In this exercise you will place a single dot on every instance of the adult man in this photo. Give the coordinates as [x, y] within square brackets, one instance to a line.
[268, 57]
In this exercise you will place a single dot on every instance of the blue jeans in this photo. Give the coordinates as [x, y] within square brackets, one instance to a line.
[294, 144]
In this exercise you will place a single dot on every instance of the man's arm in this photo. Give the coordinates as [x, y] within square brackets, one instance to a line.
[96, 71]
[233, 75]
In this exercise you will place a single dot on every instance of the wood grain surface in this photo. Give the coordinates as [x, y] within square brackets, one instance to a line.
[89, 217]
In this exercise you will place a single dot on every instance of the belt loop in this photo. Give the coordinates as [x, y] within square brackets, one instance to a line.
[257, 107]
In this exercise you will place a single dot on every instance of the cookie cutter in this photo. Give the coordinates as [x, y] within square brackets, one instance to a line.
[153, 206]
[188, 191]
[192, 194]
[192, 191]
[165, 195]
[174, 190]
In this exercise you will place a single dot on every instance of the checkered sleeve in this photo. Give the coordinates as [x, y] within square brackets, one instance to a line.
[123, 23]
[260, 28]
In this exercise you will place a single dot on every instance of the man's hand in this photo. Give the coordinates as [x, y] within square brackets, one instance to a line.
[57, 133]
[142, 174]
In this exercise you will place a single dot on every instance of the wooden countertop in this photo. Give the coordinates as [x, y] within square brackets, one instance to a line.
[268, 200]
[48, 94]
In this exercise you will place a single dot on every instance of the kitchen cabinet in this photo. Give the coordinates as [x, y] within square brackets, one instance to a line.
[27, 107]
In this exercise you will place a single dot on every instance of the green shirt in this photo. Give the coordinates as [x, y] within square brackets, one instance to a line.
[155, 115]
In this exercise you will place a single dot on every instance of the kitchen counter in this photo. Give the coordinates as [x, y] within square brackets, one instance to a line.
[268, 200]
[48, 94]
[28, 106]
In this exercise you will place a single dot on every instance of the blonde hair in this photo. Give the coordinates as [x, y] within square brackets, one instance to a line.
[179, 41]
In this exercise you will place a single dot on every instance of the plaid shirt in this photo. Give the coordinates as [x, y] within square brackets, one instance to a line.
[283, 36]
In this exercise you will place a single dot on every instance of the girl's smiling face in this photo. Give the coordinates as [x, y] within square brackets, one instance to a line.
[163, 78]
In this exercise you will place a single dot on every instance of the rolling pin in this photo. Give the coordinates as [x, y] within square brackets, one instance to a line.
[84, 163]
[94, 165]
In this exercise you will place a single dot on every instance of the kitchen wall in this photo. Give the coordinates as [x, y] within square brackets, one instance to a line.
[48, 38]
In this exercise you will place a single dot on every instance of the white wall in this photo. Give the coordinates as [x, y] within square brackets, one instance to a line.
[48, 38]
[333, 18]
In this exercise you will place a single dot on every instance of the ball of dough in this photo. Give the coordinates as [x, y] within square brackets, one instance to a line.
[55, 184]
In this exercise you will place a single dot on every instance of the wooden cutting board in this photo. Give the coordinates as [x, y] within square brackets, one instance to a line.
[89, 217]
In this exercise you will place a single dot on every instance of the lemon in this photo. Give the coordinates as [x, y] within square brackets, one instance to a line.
****
Required work — Quote the whole listing above word for word, keeping every line in its original order.

Response for this exercise —
In this exercise you will place a single dot on every instance of the adult man in this photo. Give the coordinates as [x, y] within square brackets, one instance to a line.
[268, 57]
In this exercise you will place a single dot on every instance of the blue jeans in this photo. Give the coordinates as [x, y] within square brackets, one instance to a line.
[294, 144]
In this exercise you will place a single dot on every instance of the man's arm in this photo. Give the coordinates as [x, y] within square brackets, one instance to a line.
[96, 71]
[233, 75]
In this exercise you will place a single dot on every instance of the wood grain surface in this photo. Give the coordinates as [x, y] within square brackets, one instance to a line.
[89, 217]
In this exercise you will place a single dot on every instance of the belt loop in this photo. Give the coordinates as [x, y] within square brackets, one instance to a line.
[257, 107]
In this exercise you will place a single dot on every instance of the cookie cutter in this photo. Give the coordinates as [x, y] within square brackets, one instance to a line.
[153, 206]
[188, 191]
[192, 194]
[192, 191]
[165, 195]
[174, 190]
In this exercise you will place a single dot on every instance of the checkered sleeve in this photo. Give the coordinates as [x, y] within square brackets, one instance to a line.
[123, 23]
[260, 28]
In this exercise you will place a single dot on every instance of the man's hand in this photo. Give the coordinates as [x, y] within square brackets, one instance to a line.
[57, 133]
[142, 174]
In this exercise you will place a single dot on every instance of the wooden countertop in this photo. Give the coordinates as [x, y] within square brackets, one instance to a line.
[268, 200]
[48, 94]
In this exercise you will place a single dot on every instance of the kitchen cabinet in this photo. Give the coordinates as [x, y] within square brackets, one instance to a line.
[27, 107]
In this exercise you will place a single dot on every instance of the green shirt in this photo. Give the coordinates as [x, y] within square brackets, one instance to a line.
[155, 115]
In this exercise you will place a single dot on every instance of the kitchen counter in this photo. Give the coordinates as [x, y] within square brackets, one instance to a line.
[268, 200]
[48, 94]
[28, 106]
In this exercise you will place a single dot on every instance of the blonde hair in this photo. Give the coordinates as [x, y] within square brackets, one instance to a line.
[179, 41]
In this exercise you will place a single dot on every instance of the plaid shirt in this photo. Give the coordinates as [x, y] within square brackets, one instance to a line.
[283, 36]
In this exercise you will place a single dot on every instance of the girl's smiling face in this photo. Give the coordinates as [x, y] within square brackets, one instance to a line.
[163, 78]
In this exercise you will place a single dot on every instance of the rolling pin in this photo. Give the coordinates as [x, y] within square brackets, one instance to a line.
[84, 163]
[94, 165]
In this exercise you will place a single dot on every instance of the kitchen wall in this photo. Give the coordinates as [x, y] within square brackets, one instance to a line.
[48, 38]
In this exercise you will place a single dot on every instance of the white wall in this photo. Give the coordinates as [x, y] within square brackets, one instance to a line.
[48, 38]
[333, 18]
In this exercise you will place a single dot on every instance of the ball of dough in this photo. Give the coordinates as [x, y] within square brackets, one instance to a line.
[55, 184]
In this exercise you will place a single dot on every instance of the wooden cutting board in this photo. Give the coordinates as [x, y] within square brackets, one instance to a line.
[89, 217]
In this exercise you will place a single dot on every instance of the lemon in this photo. Give the coordinates as [x, y] within square brackets, one instance to a line.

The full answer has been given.